## [Compiti da svolgere]
1) Nel testo sul padre, in quale mese e anno il padre di chi scrive si è sposato?
2) Secondo il testo sul padre, perché chi scrive non ha avuto problemi sostanziali con il padre? Spiegalo in una-tre frasi.
3) Prosegui il testo sul padre, scrivendo il seguito subito dopo la sua ultima frase.
### Testo riportato
Insomma, a scrivere una Cronologia c’è di che riflettere. È una scrittura-soglia che apre diverse piste. Per il momento mi limiterò ai seguenti punti:

  1. Il rapporto con mio padre
  2. Fascismo e consenso
  3. La mitologia dell’individuo
  4. Il privilegio della scrittura
  5. La biografia di molti giovani oggi.

5.- Se nella Cronologia si calcola lo spazio dedicato al periodo 1914-1953 e 1953-1991, si nota che il primo è molto più ampio del secondo. In breve, dedico meno parole e pensieri al tempo vissuto insieme. So di più e scrivo di meno, so di meno e scrivo di più.
È vero che una persona è sempre una montagna da scalare e in certe zone proprio non si riesce a salire. Ma quasi quarant’anni sono sufficienti per poter dire qualcosa di sensato su una persona. Io non ho avuto problemi sostanziali con mio padre perché ho accettato (e accetto) fino in fondo alcuni suoi valori sostenuti nel tempo vissuto insieme: l’importanza dell’istruzione, il lavoro svolto bene e onestamente, l’eguaglianza tra le persone, la lotta per il comunismo e per una società migliore, ecc.
Penso di non aver dedicato molto tempo alla conoscenza della storia della sua vita prima del matrimonio con mia madre (dicembre 1947) per una serie di ragioni elencate in una recensione al libro di Giuseppe Antolino, un mio compagno di scuola (qui), che, invece, sapeva tutto o quasi tutto di suo padre.
Scrissi: «Insomma, leggendo il libro del mio compagno, ho scoperto di conoscere pochissimo quel periodo di vita di mio padre. Perché? Bella domanda. Forse perché, educato alla politica con le manifestazioni antimperialiste della guerra Usa nel Vietnam, non amavo (e non amo) questo passato colonialista del nostro Paese. “Italiani brava gente”?… Smettiamola! Poi proprio in quegli anni si scopriva che i nostri avieri avevano ripetutamente irrorato d’iprite (e altri gas) quelle popolazioni. Forse perché preferivo il padre ribelle, comunista e occupatore di terre irpine del dopoguerra a quello “civilizzatore”, fascista e a caccia del “posto al sole” nelle terre etiopi. Fra le mie scelte e quelle sue degli anni Cinquanta coglievo maggiori elementi di continuità. O forse perché abbandonare una donna e un figlio, anche se si è costretti, non mi sembrava un motivo d’orgoglio. O forse perché la perdita della primogenitura rappresentava una ferita inconscia da rimuovere. O perché mio padre non era un grande narratore ed io ero un distratto e pessimo uditore…».
Diciamo pure che ho operato una rimozione. Ho fatto male, perché proprio la sua storia di vita evidenzia a chiare lettere la politica fallimentare del regime fascista.
######
### Materiale
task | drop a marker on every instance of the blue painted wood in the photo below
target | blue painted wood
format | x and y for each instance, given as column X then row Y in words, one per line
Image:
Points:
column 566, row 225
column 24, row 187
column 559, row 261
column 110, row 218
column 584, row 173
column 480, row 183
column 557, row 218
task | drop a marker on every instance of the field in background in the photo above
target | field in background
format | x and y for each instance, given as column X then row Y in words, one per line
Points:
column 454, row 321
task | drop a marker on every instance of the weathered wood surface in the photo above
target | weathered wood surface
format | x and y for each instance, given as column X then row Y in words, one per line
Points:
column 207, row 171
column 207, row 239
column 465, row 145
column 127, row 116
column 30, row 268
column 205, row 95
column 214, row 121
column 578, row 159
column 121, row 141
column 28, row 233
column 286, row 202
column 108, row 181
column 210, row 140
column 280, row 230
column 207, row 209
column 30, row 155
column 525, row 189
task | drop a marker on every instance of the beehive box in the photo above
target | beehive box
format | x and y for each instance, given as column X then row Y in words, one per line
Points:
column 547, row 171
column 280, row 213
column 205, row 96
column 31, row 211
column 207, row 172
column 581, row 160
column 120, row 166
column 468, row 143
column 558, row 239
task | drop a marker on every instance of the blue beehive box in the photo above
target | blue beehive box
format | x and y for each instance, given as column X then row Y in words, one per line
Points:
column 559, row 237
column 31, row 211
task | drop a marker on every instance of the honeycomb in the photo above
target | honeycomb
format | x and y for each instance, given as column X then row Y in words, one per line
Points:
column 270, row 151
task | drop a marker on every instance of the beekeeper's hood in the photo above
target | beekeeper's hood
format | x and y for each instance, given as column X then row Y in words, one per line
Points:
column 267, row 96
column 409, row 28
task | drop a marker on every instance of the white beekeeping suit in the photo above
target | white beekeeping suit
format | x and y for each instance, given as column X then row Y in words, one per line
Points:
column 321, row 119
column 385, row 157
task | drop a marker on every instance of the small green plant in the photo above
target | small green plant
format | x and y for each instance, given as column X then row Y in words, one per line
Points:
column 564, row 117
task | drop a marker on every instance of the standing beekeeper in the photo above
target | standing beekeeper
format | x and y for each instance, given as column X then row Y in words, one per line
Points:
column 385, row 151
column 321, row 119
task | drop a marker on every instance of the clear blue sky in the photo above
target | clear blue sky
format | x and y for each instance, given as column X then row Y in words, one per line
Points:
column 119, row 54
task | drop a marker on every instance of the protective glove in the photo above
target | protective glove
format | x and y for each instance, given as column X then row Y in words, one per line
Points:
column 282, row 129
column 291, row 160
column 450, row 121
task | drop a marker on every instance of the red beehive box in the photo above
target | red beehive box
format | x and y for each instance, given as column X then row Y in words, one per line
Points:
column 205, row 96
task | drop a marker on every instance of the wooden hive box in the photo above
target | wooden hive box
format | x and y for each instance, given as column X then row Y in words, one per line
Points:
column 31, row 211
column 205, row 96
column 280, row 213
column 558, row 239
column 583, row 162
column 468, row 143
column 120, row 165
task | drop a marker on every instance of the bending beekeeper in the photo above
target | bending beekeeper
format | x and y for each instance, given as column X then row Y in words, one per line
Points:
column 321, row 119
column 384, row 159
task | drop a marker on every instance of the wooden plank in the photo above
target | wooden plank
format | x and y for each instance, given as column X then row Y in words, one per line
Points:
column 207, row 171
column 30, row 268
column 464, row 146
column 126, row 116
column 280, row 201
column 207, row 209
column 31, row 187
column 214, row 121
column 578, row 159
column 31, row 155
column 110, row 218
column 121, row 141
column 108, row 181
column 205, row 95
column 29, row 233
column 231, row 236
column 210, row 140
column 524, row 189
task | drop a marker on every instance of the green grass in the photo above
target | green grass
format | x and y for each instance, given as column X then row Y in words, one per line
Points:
######
## [Risposte]
1) Nel dicembre 1947, con la madre di chi scrive.

2) Perché ha accettato, e accetta tuttora, fino in fondo alcuni valori che il padre ha sostenuto nel tempo vissuto insieme. Tra questi ci sono l'importanza dell'istruzione, il lavoro svolto bene e onestamente, l'eguaglianza tra le persone e la lotta per il comunismo e per una società migliore.

3)
6.- Recentemente un intellettuale liberale del calibro di Ernesto Galli della Loggia in un editoriale apparso sul Corriere della Sera (1/11/2021, difende la vulgata del Mussolini che “ha fatto qualcosa di buono”. L’elenco è il solito e non voglio neanche ripeterlo. «Ma cosa vale tutto ciò di fronte all’altro lato della medaglia? Di fronte al non potere senza permesso stampare un volantino o convocare una riunione pubblica per discutere di una qualunque questione, al non potere abbonarsi a un giornale straniero di proprio gusto o organizzare un sindacato? Che cosa vale di fronte all’essere guardati con sospetto se invece di un buon cattolico si è per caso un valdese, alla possibilità di essere fermati e arrestati a discrezione di qualunque poliziotto, di dover restare sempre zitti e buoni, pena un pestaggio o un litro di olio di ricino, di fronte al primo idiota che indossi una camicia nera? all’obbligo di dover essere sempre d’accordo in pubblico con quello che pensa o decide Lui? E che cosa valgono oggi, retrospettivamente, tutte le “cose buone” di cui si è detto sopra di fronte alle leggi razziali, alla decisione di allearsi con le belve per fare una guerra, per giunta senza neppure curarsi di disporre dei mezzi necessari, di fronte alle distruzioni senza pari abbattutesi di conseguenza sulla penisola?» (Corsera, pag.28)
Ecco, secondo Galli della Loggia, il piatto positivo della bilancia. Rileggo. E poi rileggo ancora. Alla terza volta penso a mio padre. Nel 1923-35 è apprendista vaccaro a Montella. Stampare un volantino? Convocare una riunione? Abbonarsi a un giornale straniero?… Sì, in effetti, ne ha un gran voglia e gli scoccia non poterlo fare.
Cattolico?…Valdese?…Si, in effetti, recentemente, studiando a fondo i movimenti pauperistici del cristianesimo,  ha deciso che, essendo un povero, si sente più in sintonia con i valdesi e, quindi…
Scherzi, a parte.  Ecco come ragionano gli intellettuali liberali. Non guardano neanche il mondo dalla loro finestrella. Semplicemente lo identificano con il loro mondo: libertà di stampa, di riunione, di religione, di parola…Tutte esigenze giustissime e da difendere a spada tratta.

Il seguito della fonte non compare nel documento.